>> Begin Excerpt provided

This is a great idea I need to do it in a 55 gallon drum and set it up so it is blowing to the people who always burn their plastic trash I have to breathe. I think it would stink us out though to. My wife would not stand for it. I have used fish meal a lot in the past it is high in nitrogen so best for plants like corn or leafy greens that are heavy N feeders dont use it on tomatoes you will get lots of leaves and stem and few fruit.


----------



## MELOC (Sep 26, 2005)

Red Devil TN said:


> Roses LOVE fish heads and guts. L-O-V-E LOVE the stuff. Been doing that for over twenty years. Never tried it on anything else though.


ok, i cannot help myself...FISH HEADS, FISH HEADS, ROLLY POLLY FISH HEADS! FISH HEADS, FISH HEADS, EAT THEM UP YUM!


----------



## Pony (Jan 6, 2003)

MELOC said:


> ok, i cannot help myself...FISH HEADS, FISH HEADS, ROLLY POLLY FISH HEADS! FISH HEADS, FISH HEADS, EAT THEM UP YUM!



Oh, NO!! Now that will be stuck in my head for the rest of the evening!!!

"... Roly poly fish heads are never seen drinking capuccino in Italian restaurants with Oriental women... Yeah."


Pony!


----------



## MoonShine (Mar 17, 2003)

I think my cats would dig around if I used any type of fish in the garden. They would dig around more than they already do,that is..
I did try burying an egg under tomato plants. I read about that in a book I bought. I tried it on six or so plants and I could see a difference. I don't doubt the fish would work wonders.


----------



## flutemandolin (Aug 13, 2003)

Oh this thread has me laughing...Uncle Will with your tomcat, and the Bass-O-Matic, and fish heads...  

I suppose all this would depend on how your garden is fenced; if there is a sturdy fence maybe dug several inches into the ground, I don't think adding fish products would be a problem if you don't mind the smell. 

I work for the state fisheries department, and this reminds me that I have access to all the dead fish I want sometimes, although on a hot summer day bringing them home in the car is not an option...


----------



## Hovey Hollow (Apr 25, 2005)

>> End Excerpt provided
>> Begin Task material

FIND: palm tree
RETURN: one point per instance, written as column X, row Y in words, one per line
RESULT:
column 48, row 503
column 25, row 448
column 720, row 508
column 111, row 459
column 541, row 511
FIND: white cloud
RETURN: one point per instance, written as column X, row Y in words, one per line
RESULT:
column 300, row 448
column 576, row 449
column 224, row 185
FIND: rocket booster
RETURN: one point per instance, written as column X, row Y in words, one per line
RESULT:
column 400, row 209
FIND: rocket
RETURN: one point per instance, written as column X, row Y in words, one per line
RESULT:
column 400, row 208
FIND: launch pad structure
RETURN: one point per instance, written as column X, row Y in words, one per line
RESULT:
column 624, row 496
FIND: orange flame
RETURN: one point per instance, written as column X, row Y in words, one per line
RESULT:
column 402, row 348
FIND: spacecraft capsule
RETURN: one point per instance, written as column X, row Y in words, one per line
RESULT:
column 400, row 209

>> End Task material

● **Work to complete**:
A. Set down, unchanged, the dataset entries from the line with "FIND: white cloud" through the end of the entries.
B. Write the next part of the forum thread about putting fish in the garden, picking up after its final post.
The forum thread and the dataset entries come from unrelated sources.

● **Exercise results**:
A.
FIND: white cloud
RETURN: one point per instance, written as column X, row Y in words, one per line
RESULT:
column 300, row 448
column 576, row 449
column 224, row 185
FIND: rocket booster
RETURN: one point per instance, written as column X, row Y in words, one per line
RESULT:
column 400, row 209
FIND: rocket
RETURN: one point per instance, written as column X, row Y in words, one per line
RESULT:
column 400, row 208
FIND: launch pad structure
RETURN: one point per instance, written as column X, row Y in words, one per line
RESULT:
column 624, row 496
FIND: orange flame
RETURN: one point per instance, written as column X, row Y in words, one per line
RESULT:
column 402, row 348
FIND: spacecraft capsule
RETURN: one point per instance, written as column X, row Y in words, one per line
RESULT:
column 400, row 209

B.
All this makes me think that true Vegans are screwed if they are trying to avoid animal products. Most anyone that gardens organically is going to use animal dung, fish emulsions, bone meal, blood meal, etc. 
Makes me glad I don't have to try to deal with those kinds of restrictions.


----------



## rocket (Sep 9, 2005)

Well, speaking of "varmints" going after the fish...

I was using fish fertilizer over the weekend in my garden. I went inside for a couple of minutes and came back out to find that my dog had used his teeth to twist the top off of the fertilizer bottle and he was trying to lick out the contents! Eeeew! Definitely the worst dog breath EVER!


----------



## Pony (Jan 6, 2003)

rocket said:


> Well, speaking of "varmints" going after the fish...
> 
> I was using fish fertilizer over the weekend in my garden. I went inside for a couple of minutes and came back out to find that my dog had used his teeth to twist the top off of the fertilizer bottle and he was trying to lick out the contents! Eeeew! Definitely the worst dog breath EVER!



Ewwwwwwwwwww! I'll bet he still has a lingering foulness.

My fuzzy dog decided it would be a good idea to do the same thing with a bottle of concentrated fish emulsion. Sneaked into the shed last fall and cracked open the bottle. He smells better now, but the shed still reeks of it.

Pony!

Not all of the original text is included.